Exercise prompt » Please format the items below as a numbered list, leaving out any blank lines. Don't include the pictures in your answer.

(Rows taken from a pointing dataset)
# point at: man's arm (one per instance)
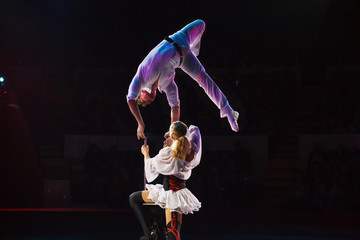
(175, 114)
(134, 108)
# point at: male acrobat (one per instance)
(157, 71)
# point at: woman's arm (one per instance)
(145, 151)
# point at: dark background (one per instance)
(68, 64)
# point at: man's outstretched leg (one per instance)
(194, 69)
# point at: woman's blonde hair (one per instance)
(179, 129)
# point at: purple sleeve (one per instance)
(134, 88)
(172, 94)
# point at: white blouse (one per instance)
(164, 163)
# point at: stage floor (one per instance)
(93, 224)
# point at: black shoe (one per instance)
(153, 236)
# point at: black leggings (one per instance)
(173, 227)
(136, 203)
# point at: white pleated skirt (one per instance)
(181, 201)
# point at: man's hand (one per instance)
(140, 131)
(167, 142)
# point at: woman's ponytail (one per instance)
(179, 147)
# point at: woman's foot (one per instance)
(153, 236)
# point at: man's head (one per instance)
(146, 97)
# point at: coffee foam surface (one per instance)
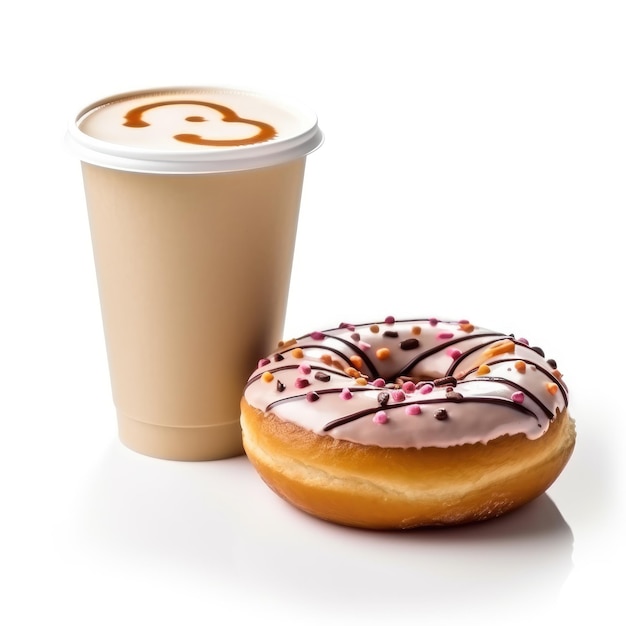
(223, 126)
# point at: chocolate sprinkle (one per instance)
(383, 398)
(455, 396)
(409, 344)
(323, 376)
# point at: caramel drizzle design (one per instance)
(134, 119)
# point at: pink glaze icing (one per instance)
(410, 383)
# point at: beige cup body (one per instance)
(193, 273)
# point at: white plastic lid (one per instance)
(192, 130)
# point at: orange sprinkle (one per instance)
(383, 353)
(552, 388)
(357, 361)
(326, 359)
(351, 371)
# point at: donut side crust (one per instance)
(397, 488)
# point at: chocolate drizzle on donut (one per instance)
(454, 378)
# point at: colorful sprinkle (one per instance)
(552, 388)
(353, 372)
(357, 361)
(380, 418)
(327, 359)
(383, 353)
(409, 344)
(446, 380)
(408, 386)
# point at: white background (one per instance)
(473, 167)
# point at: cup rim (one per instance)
(145, 160)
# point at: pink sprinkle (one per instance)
(380, 418)
(408, 386)
(455, 353)
(345, 394)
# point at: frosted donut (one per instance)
(400, 424)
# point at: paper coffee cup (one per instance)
(193, 196)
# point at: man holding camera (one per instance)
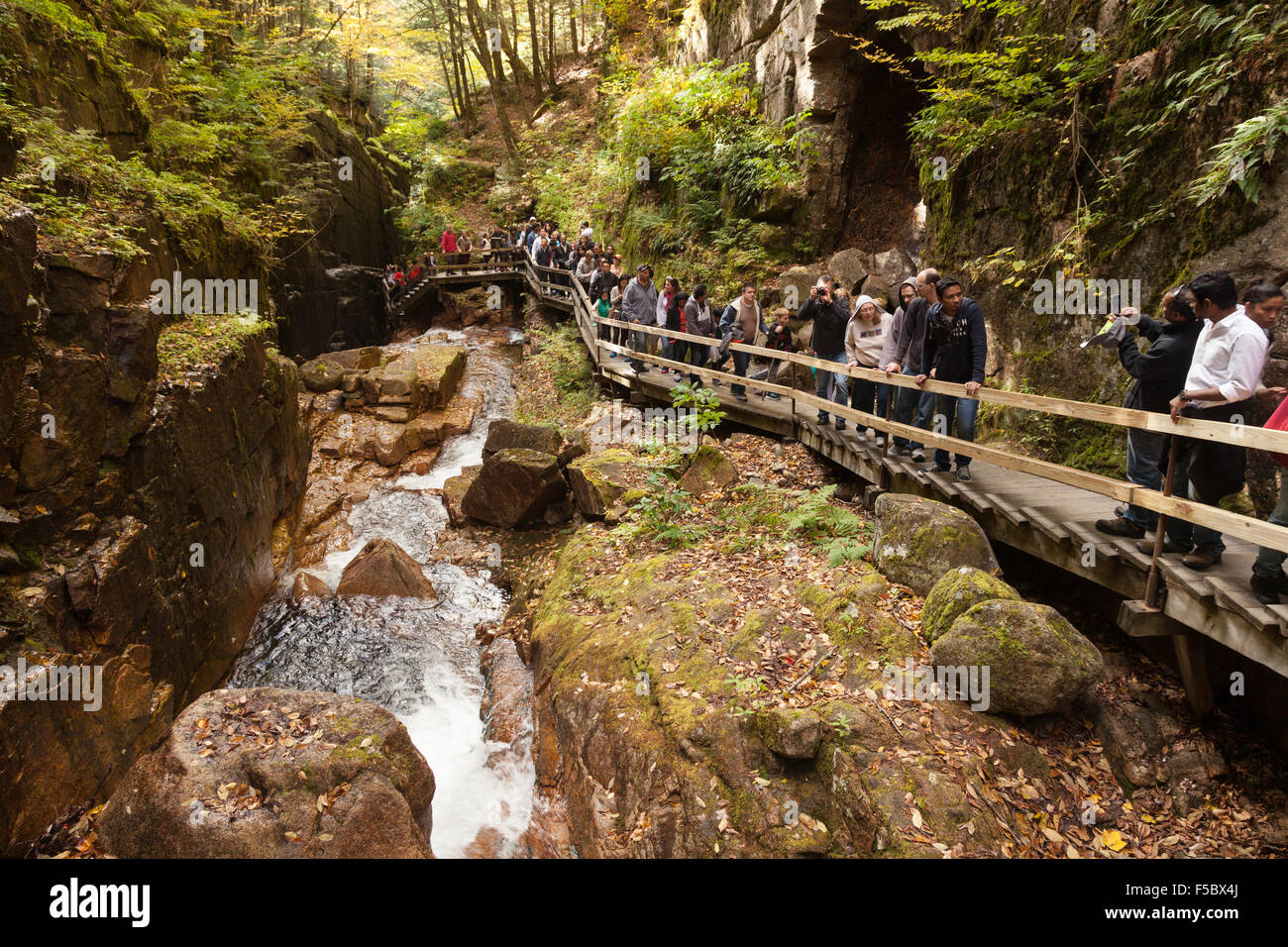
(831, 317)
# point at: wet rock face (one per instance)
(382, 569)
(268, 774)
(917, 540)
(506, 434)
(1037, 661)
(514, 486)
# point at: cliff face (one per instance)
(1055, 193)
(150, 464)
(137, 538)
(862, 184)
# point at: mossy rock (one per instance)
(707, 468)
(322, 373)
(1037, 663)
(599, 480)
(956, 592)
(917, 540)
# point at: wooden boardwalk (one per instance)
(1052, 521)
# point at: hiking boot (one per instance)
(1265, 589)
(1199, 560)
(1121, 526)
(1170, 545)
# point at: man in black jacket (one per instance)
(829, 316)
(1159, 373)
(954, 351)
(912, 406)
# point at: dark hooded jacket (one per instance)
(956, 350)
(829, 321)
(1160, 369)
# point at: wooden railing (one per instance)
(1172, 506)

Response to the task »
1. # point at: man's arm (one per instance)
2. (175, 114)
3. (134, 108)
4. # point at: male acrobat (one per instance)
5. (157, 71)
6. # point at: woman's arm (one per instance)
7. (145, 151)
8. # point at: dark background (one per instance)
9. (68, 64)
10. # point at: man's outstretched leg (one per instance)
11. (194, 69)
12. # point at: woman's blonde hair (one per instance)
13. (179, 129)
14. # point at: purple sleeve (one per instance)
15. (134, 88)
16. (172, 94)
17. # point at: white blouse (one per instance)
18. (164, 163)
19. # point at: stage floor (one per instance)
20. (93, 224)
21. # point at: black shoe (one per instance)
22. (153, 236)
23. # point at: black leggings (one per instance)
24. (173, 227)
25. (136, 203)
26. # point at: white pleated skirt (one per instance)
27. (181, 201)
28. # point at: man's hand (one per instance)
29. (140, 131)
30. (167, 142)
31. # point at: woman's ponytail (one per instance)
32. (179, 147)
33. # point at: woman's foot (one per instance)
34. (153, 236)
35. # point at: man's head (one per instance)
36. (146, 97)
37. # point at: coffee foam surface (one per instance)
38. (223, 126)
39. # point at: chocolate sprinkle (one per instance)
40. (383, 398)
41. (455, 396)
42. (409, 344)
43. (323, 376)
44. # point at: caramel drizzle design (one per instance)
45. (134, 119)
46. # point at: pink glaze icing (one per instance)
47. (410, 383)
48. # point at: beige cup body (one per instance)
49. (193, 273)
50. # point at: white plastic lid (one per instance)
51. (192, 130)
52. # point at: orange sprinkle (one per instance)
53. (383, 353)
54. (552, 388)
55. (357, 361)
56. (326, 359)
57. (351, 371)
58. # point at: donut side crust (one per instance)
59. (397, 488)
60. # point at: chocolate drizzle on donut (one per instance)
61. (454, 378)
62. # point at: colorful sprinkle (one per instance)
63. (552, 388)
64. (353, 372)
65. (357, 361)
66. (380, 418)
67. (327, 359)
68. (383, 353)
69. (409, 344)
70. (446, 380)
71. (408, 386)
72. # point at: white background (one per instance)
73. (473, 167)
74. # point at: cup rim (one per instance)
75. (145, 160)
76. # point at: pink sprinkle (one per instance)
77. (380, 418)
78. (408, 386)
79. (455, 353)
80. (345, 394)
81. # point at: frosted donut (one per instance)
82. (400, 424)
83. # point at: paper coffee cup (one per instance)
84. (193, 196)
85. # point at: man holding camera (one per instance)
86. (831, 317)
87. # point at: wet rock face (one per instance)
88. (382, 569)
89. (268, 774)
90. (917, 540)
91. (506, 434)
92. (1037, 661)
93. (514, 486)
94. # point at: cliff face (one per instance)
95. (1055, 193)
96. (150, 464)
97. (137, 538)
98. (862, 184)
99. # point at: mossy rock (one per instance)
100. (707, 468)
101. (322, 373)
102. (1037, 663)
103. (599, 480)
104. (956, 592)
105. (917, 540)
106. # point at: wooden boardwalk (one per instance)
107. (1052, 521)
108. # point at: hiking boot (one per instance)
109. (1265, 589)
110. (1199, 560)
111. (1121, 526)
112. (1170, 545)
113. # point at: man in black jacket (one per instance)
114. (829, 316)
115. (1159, 373)
116. (954, 351)
117. (912, 406)
118. # point at: dark hooded jacket (one per instance)
119. (956, 350)
120. (829, 321)
121. (1160, 369)
122. # point at: wooden railing (one per instance)
123. (1172, 506)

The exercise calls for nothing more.